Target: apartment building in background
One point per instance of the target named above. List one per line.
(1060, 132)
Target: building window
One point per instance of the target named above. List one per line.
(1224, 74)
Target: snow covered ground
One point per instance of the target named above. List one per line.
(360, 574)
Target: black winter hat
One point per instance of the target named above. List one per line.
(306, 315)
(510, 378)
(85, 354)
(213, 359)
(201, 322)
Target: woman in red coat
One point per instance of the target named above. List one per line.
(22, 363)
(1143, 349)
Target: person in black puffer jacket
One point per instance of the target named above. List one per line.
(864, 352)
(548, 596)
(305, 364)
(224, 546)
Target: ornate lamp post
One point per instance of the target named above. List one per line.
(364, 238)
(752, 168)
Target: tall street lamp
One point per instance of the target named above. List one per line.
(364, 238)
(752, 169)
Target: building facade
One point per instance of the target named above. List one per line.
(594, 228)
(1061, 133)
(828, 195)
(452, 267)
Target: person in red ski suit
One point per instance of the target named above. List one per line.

→ TASK PROMPT:
Each line of the data must be retyped exactly as written.

→ WRITTEN SOLUTION:
Target: apartment building in background
One point per instance of the target named above. List one per line.
(1060, 132)
Target: building window
One point per instance of the target named above. List one per line.
(1224, 74)
Target: snow covered ground
One point per instance of the target named above. List one per line.
(360, 574)
Target: black winter hat
One point per instance of the target named above. List one per line.
(306, 315)
(510, 378)
(85, 354)
(213, 359)
(201, 322)
Target: woman in red coat
One point per instance of the target named above. List one per line.
(22, 363)
(1143, 349)
Target: person in black puffer jacket
One point per instance of the target named above. List one per line.
(864, 352)
(548, 596)
(305, 364)
(224, 546)
Target: ornate lamp post
One point per instance of the target named above. List one per line.
(364, 238)
(752, 168)
Target: tall street lamp
One point per instance of the target named above. List one per line.
(364, 238)
(752, 169)
Target: building facade
One point per instance of the target named above. List one per line.
(594, 228)
(1061, 133)
(828, 195)
(452, 267)
Target: person in red ski suit
One point per instance of the target named above. List one per line.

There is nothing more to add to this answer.